PROBLEM TO WORK ON
Please present the lines of the listing below as a numbered list, starting at the line that contains "of the bare" and ending at the final line of the listing, with blank lines omitted.

**** GIVEN RECORDS ****

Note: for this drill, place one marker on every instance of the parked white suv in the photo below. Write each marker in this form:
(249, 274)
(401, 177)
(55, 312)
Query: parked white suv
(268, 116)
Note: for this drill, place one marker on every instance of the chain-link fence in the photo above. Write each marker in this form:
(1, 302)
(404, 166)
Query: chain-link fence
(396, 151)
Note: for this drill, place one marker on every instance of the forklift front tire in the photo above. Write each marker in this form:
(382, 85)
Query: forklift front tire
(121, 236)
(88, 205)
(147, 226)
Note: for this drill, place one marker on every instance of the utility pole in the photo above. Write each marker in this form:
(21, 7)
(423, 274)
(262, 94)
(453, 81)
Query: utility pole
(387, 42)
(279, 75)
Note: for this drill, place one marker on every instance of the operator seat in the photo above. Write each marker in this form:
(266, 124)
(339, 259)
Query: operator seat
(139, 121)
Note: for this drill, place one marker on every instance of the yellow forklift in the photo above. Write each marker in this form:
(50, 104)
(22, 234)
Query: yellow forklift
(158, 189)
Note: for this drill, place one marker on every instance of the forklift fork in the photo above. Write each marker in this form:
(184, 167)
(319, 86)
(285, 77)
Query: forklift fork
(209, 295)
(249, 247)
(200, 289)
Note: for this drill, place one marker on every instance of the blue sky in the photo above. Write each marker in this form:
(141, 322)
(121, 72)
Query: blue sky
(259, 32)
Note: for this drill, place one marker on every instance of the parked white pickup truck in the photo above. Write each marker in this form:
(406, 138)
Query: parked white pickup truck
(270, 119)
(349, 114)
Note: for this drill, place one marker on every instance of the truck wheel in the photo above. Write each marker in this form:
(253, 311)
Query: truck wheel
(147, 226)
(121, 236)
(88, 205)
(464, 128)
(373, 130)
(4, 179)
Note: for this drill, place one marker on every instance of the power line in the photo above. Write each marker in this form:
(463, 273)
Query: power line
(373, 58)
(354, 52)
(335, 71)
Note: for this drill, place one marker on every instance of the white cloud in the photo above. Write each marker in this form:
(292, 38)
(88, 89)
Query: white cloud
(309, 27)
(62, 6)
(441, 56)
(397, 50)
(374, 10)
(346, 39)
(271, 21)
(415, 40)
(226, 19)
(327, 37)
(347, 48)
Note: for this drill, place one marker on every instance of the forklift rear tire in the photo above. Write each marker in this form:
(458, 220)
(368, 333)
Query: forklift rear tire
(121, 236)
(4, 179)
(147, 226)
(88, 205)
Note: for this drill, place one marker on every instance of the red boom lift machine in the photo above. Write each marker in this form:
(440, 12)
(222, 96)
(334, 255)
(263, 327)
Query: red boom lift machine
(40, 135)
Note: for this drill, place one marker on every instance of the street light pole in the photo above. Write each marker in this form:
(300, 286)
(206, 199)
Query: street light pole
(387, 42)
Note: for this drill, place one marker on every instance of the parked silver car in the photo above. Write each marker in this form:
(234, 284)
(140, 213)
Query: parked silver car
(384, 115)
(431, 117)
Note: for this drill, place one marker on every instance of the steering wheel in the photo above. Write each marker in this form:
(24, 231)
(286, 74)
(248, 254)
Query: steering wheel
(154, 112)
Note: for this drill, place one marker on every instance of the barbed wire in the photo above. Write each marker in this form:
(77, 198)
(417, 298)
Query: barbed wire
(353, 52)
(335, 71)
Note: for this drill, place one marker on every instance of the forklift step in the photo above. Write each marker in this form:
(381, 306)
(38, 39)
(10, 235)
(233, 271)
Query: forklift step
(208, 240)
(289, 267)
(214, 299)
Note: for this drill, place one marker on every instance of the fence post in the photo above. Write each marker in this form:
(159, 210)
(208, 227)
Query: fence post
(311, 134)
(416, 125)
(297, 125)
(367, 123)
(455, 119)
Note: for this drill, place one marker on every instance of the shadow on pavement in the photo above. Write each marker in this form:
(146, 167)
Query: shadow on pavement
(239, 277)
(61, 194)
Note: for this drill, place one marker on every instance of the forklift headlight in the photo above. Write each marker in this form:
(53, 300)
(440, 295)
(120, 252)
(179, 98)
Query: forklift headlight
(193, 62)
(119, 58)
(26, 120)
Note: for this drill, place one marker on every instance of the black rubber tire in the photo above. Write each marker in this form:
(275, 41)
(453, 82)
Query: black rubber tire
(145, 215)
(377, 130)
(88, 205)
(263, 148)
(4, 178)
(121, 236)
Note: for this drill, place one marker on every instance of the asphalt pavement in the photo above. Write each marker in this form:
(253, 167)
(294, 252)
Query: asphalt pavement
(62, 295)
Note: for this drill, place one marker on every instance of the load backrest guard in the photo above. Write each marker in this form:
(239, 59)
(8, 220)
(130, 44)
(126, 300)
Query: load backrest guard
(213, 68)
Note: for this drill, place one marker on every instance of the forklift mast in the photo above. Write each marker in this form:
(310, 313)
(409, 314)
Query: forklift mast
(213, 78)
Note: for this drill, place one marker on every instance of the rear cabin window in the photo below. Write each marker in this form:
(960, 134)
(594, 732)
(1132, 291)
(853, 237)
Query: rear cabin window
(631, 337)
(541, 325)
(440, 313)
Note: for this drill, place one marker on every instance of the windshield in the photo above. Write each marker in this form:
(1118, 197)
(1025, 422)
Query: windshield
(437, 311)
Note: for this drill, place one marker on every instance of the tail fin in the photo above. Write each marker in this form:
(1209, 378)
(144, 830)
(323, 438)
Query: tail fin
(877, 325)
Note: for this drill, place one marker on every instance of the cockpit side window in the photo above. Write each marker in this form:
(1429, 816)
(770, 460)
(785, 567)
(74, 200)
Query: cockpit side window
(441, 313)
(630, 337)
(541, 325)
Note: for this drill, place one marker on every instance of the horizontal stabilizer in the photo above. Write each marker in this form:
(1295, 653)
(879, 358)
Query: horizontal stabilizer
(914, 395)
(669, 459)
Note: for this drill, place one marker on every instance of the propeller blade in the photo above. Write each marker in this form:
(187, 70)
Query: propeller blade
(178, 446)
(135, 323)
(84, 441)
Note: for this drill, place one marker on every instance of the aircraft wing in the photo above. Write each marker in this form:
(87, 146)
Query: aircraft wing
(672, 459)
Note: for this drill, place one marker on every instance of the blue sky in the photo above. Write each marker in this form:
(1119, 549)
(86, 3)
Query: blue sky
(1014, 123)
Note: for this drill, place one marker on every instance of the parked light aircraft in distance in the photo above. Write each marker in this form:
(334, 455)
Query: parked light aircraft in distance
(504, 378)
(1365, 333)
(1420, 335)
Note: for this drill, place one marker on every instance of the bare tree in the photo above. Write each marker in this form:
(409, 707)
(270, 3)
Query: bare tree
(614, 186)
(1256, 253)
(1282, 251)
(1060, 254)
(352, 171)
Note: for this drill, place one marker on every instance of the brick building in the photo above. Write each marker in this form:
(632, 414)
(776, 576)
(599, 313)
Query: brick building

****

SOLVED EXERCISE
1. Note: for this drill, place one marker on every instance of the bare tree in the photo above. Write each marker in this form:
2. (409, 707)
3. (270, 3)
4. Query: bare tree
5. (614, 186)
6. (1256, 253)
7. (1282, 251)
8. (1060, 254)
9. (352, 171)
10. Note: for this drill, place one marker on every instance of the brick building in the photo above. Write each marker in this form:
11. (632, 414)
12. (776, 576)
13. (599, 313)
14. Query: brick building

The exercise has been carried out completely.